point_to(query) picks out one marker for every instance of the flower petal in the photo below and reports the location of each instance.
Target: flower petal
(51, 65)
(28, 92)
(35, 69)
+---+
Problem statement:
Return each record exactly as given.

Answer space:
point_to(query) picks out one marker for every instance of the flower petal in the photo below and reports the location of each instance.
Target: flower petal
(51, 65)
(28, 92)
(35, 69)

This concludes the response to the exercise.